Data in this exercise: Begin

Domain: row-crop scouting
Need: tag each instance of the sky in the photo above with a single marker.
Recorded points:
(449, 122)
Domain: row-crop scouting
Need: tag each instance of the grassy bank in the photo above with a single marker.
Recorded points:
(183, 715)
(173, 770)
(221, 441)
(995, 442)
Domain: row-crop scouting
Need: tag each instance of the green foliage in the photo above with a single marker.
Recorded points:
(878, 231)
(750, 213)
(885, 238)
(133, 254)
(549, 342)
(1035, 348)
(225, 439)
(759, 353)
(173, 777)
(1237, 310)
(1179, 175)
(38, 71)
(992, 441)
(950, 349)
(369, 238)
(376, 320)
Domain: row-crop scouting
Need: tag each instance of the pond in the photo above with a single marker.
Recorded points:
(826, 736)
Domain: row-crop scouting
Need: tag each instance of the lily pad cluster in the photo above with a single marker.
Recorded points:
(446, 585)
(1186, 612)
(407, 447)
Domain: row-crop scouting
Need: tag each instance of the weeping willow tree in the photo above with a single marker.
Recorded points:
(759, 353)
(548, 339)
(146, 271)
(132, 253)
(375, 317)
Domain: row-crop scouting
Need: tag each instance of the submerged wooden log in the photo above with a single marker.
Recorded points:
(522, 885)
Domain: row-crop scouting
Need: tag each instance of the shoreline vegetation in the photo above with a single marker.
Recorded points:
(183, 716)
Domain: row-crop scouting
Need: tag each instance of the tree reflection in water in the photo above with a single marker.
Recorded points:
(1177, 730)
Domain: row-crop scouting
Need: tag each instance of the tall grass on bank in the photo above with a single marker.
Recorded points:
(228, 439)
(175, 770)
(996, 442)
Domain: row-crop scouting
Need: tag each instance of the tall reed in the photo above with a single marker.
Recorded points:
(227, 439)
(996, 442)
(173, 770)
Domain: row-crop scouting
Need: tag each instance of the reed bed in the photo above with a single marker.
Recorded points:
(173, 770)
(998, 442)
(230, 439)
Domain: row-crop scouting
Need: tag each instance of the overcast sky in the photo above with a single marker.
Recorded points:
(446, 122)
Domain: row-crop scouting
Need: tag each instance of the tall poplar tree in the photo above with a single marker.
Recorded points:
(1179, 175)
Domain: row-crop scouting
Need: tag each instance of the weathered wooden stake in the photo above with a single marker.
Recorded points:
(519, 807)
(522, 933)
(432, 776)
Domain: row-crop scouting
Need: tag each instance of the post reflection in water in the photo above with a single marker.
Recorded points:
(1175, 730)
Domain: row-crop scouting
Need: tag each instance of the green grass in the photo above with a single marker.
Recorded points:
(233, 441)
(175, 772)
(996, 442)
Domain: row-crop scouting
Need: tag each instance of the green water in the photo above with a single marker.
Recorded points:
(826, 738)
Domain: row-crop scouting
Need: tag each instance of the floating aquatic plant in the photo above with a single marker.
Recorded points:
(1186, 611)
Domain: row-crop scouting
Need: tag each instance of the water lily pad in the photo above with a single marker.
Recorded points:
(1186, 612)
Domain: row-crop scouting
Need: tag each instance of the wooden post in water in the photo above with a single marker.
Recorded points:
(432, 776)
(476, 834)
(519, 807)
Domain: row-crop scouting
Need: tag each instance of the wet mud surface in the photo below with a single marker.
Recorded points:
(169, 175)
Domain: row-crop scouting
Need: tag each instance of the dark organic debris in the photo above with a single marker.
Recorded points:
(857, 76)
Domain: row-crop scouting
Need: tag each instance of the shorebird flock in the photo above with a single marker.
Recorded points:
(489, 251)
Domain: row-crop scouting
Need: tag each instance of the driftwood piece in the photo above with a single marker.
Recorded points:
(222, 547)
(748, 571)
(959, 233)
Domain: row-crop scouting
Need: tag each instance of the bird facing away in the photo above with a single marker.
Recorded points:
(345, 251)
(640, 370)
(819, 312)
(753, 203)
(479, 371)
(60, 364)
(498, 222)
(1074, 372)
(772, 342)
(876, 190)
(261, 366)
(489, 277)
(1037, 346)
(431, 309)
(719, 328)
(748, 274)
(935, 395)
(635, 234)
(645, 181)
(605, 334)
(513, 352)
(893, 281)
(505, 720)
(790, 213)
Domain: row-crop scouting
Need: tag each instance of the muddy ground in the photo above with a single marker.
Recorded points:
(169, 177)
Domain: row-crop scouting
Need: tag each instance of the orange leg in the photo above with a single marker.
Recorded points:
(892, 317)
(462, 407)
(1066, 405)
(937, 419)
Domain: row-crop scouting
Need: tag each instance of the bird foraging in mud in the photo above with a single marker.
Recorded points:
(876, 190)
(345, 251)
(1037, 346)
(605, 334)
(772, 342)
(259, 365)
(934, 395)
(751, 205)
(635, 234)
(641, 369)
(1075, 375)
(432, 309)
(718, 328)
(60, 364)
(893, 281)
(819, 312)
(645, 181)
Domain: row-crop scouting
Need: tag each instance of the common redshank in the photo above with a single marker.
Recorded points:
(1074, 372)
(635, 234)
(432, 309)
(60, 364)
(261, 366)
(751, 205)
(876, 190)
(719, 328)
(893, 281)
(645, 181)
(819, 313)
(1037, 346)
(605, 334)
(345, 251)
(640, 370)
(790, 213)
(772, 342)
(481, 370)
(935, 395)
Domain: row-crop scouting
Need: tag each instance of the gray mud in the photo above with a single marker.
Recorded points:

Data in this exercise: End

Retype all of the material. Each line must match exactly.

* Exercise output:
Domain: row-crop scouting
Need: tag each instance of the sky in the photo above with a single marker.
Recorded points:
(449, 122)
Domain: row-crop scouting
Need: tag each instance of the grassy bank in the photo above with a single marker.
Recorded points:
(183, 715)
(173, 770)
(221, 441)
(995, 442)
Domain: row-crop scouting
Need: tag each instance of the green foliage in the photo above with a single marker.
Recorded points:
(878, 231)
(750, 213)
(885, 238)
(133, 254)
(549, 342)
(1035, 348)
(225, 439)
(759, 353)
(173, 777)
(1237, 310)
(1179, 175)
(38, 71)
(992, 441)
(950, 349)
(369, 238)
(376, 320)
Domain: row-crop scouting
Need: tag each instance of the pond in the photo above with a single marker.
Recorded points:
(826, 736)
Domain: row-crop scouting
Need: tag each instance of the lily pad cluster in the photo above with a single marker.
Recorded points:
(446, 585)
(1186, 612)
(407, 447)
Domain: row-crop scouting
Need: tag each instance of the weeping willow tree in the photo above with a single marker.
Recorded points:
(759, 353)
(548, 339)
(146, 271)
(132, 253)
(375, 317)
Domain: row-crop scouting
Need: tag each instance of the submerged wooden log in the photo above with a single marker.
Recorded points:
(522, 885)
Domain: row-crop scouting
Need: tag each instance of the shoreline vegetation in the photo above with a single marker.
Recorded points:
(183, 716)
Domain: row-crop scouting
Need: tag each instance of the tree reflection in water in the photo above with a single marker.
Recorded points:
(1177, 730)
Domain: row-crop scouting
Need: tag each instance of the tall grass on bank in the photo above with a single marker.
Recorded points:
(228, 439)
(175, 770)
(996, 442)
Domain: row-crop scouting
Need: tag each instance of the tall reed in the photo above with a single marker.
Recorded points:
(227, 439)
(996, 442)
(173, 770)
Domain: row-crop scouting
Need: tag each instance of the reed bed in the photo above with a single marker.
Recorded points:
(173, 770)
(998, 442)
(230, 439)
Domain: row-crop scouting
Need: tag each instance of the overcast sky in the photo above with a single marker.
Recorded points:
(446, 122)
Domain: row-crop scouting
Need: tag each instance of the tall poplar tree in the photo above with a single marker.
Recorded points:
(1179, 175)
Domain: row-crop scouting
Need: tag each instance of the weathered wooden stake in the photo above with a single marker.
Recorded points:
(519, 807)
(522, 933)
(432, 776)
Domain: row-crop scouting
Need: tag each instance of the post reflection in water in the photo above with a single marker.
Recorded points:
(1175, 730)
Domain: row-crop scouting
Need: tag each instance of the green grass in the photo above with a single marker.
Recorded points:
(233, 441)
(175, 772)
(996, 442)
Domain: row-crop scouting
Need: tag each instance of the green water in the photo above with a single marker.
Recorded points:
(826, 738)
Domain: row-crop scouting
Need: tag each instance of the floating aquatic plant in the photo above with a single marker.
Recorded points:
(1186, 611)
Domain: row-crop scouting
Need: tag each instance of the water lily pad in the photo above with a single marker.
Recorded points:
(1186, 612)
Domain: row-crop scouting
Need: tag each instance of the wooden post in water in the photo above with a single marker.
Recorded points:
(432, 776)
(476, 834)
(519, 807)
Domain: row-crop scouting
Need: tag each instance of the wet mud surface in the photo below with a single marker.
Recorded points:
(169, 175)
Domain: row-crop scouting
Need: tag each instance of the dark organic debris in the photo above with a single marker.
Recorded points:
(857, 76)
Domain: row-crop scouting
Need: tag each instance of the shorebird flock in the photo above with a single marker.
Recorded points:
(489, 251)
Domain: row-crop scouting
Need: tag each instance of the driftwood piece in the photo above with a single marker.
Recorded points:
(222, 547)
(748, 571)
(959, 233)
Domain: row-crop scouting
Need: tag each instance of the bird facing away in the photo above with a single marker.
Recorded points:
(345, 251)
(640, 370)
(819, 312)
(753, 203)
(479, 371)
(60, 364)
(498, 222)
(1074, 372)
(772, 342)
(876, 190)
(261, 366)
(489, 277)
(1037, 346)
(431, 309)
(719, 328)
(748, 274)
(935, 395)
(635, 234)
(645, 181)
(605, 334)
(513, 352)
(893, 281)
(505, 720)
(790, 213)
Domain: row-crop scouting
Need: tag each instance of the muddy ground in the photo above with a single marker.
Recorded points:
(169, 177)
Domain: row-crop scouting
Need: tag each instance of the orange leg in the photo above with a single marker.
Recorded points:
(892, 317)
(462, 407)
(1066, 405)
(937, 419)
Domain: row-crop scouting
Need: tag each instance of the bird foraging in mud in the photo above with a single marker.
Recorded points:
(876, 190)
(345, 251)
(1037, 346)
(605, 334)
(772, 342)
(259, 365)
(934, 395)
(751, 205)
(635, 234)
(641, 369)
(1075, 375)
(432, 309)
(718, 328)
(60, 364)
(893, 281)
(819, 312)
(645, 181)
Domain: row-crop scouting
Need: tag each instance of the common redshank in the photo above with a single marker.
Recorded points:
(1074, 372)
(635, 234)
(432, 309)
(60, 364)
(261, 366)
(751, 205)
(876, 190)
(719, 328)
(893, 281)
(645, 181)
(819, 313)
(1037, 346)
(605, 334)
(345, 251)
(640, 370)
(790, 213)
(772, 342)
(481, 370)
(935, 395)
Domain: row-crop scouting
Need: tag each instance of the gray mud in the photo above with a single marker.
Recorded points:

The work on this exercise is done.